■ **INFORMATION GIVEN**:
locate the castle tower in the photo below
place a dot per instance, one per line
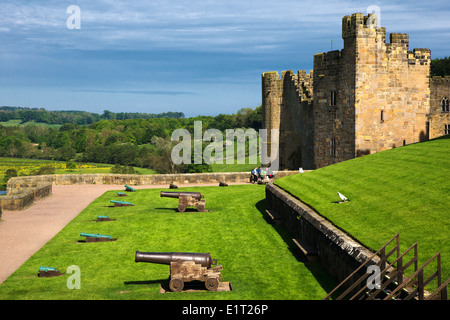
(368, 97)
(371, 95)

==

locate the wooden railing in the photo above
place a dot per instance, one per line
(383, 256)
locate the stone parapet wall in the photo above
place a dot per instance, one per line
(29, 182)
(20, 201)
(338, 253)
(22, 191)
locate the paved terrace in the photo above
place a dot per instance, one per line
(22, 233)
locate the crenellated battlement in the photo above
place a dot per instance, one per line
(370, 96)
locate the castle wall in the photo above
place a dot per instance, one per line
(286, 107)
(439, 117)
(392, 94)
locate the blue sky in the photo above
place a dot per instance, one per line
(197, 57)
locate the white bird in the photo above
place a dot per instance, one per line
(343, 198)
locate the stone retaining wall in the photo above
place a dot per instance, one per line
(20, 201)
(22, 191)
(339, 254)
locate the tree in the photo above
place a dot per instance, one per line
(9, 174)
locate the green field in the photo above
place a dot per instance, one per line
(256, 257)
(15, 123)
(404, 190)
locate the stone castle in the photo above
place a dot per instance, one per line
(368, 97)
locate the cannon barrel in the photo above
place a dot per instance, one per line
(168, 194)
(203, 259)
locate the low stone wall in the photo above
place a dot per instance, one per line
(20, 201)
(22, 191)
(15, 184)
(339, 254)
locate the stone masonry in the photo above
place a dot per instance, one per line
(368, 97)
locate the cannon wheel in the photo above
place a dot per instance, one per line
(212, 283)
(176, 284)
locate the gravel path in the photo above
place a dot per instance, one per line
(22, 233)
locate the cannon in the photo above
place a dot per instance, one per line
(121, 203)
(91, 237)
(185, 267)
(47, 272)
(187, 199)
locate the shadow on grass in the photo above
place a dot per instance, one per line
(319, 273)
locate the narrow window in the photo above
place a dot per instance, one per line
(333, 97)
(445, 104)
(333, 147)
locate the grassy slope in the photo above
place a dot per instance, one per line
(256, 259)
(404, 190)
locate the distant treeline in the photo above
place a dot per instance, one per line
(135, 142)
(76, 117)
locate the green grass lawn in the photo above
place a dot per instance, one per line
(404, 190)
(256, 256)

==

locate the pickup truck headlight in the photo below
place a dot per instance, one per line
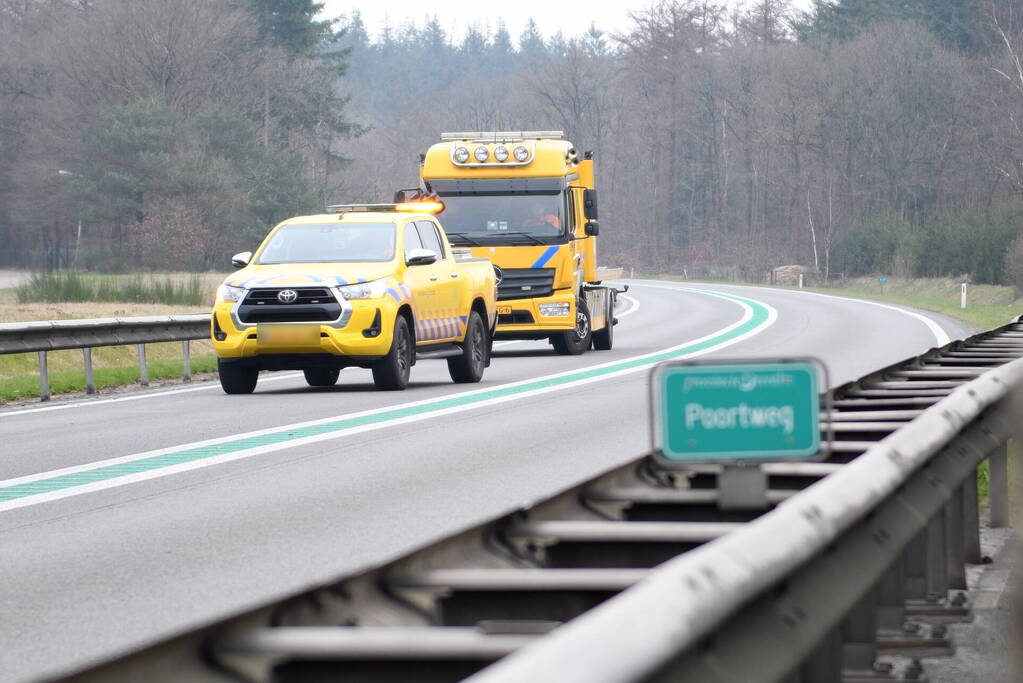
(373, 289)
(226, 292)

■ **YOUR INSTRUCTIONS**:
From the listing above, pick out every line that contains the word "stone" and copy each of those lines unchanged.

■ **SOLUTION FOR THIS PROBLEM**:
locate the stone parapet wall in the photo above
locate the stone retaining wall in the photo above
locate the stone castle in the photo above
locate the low stone wall in the photo above
locate the stone masonry in the photo above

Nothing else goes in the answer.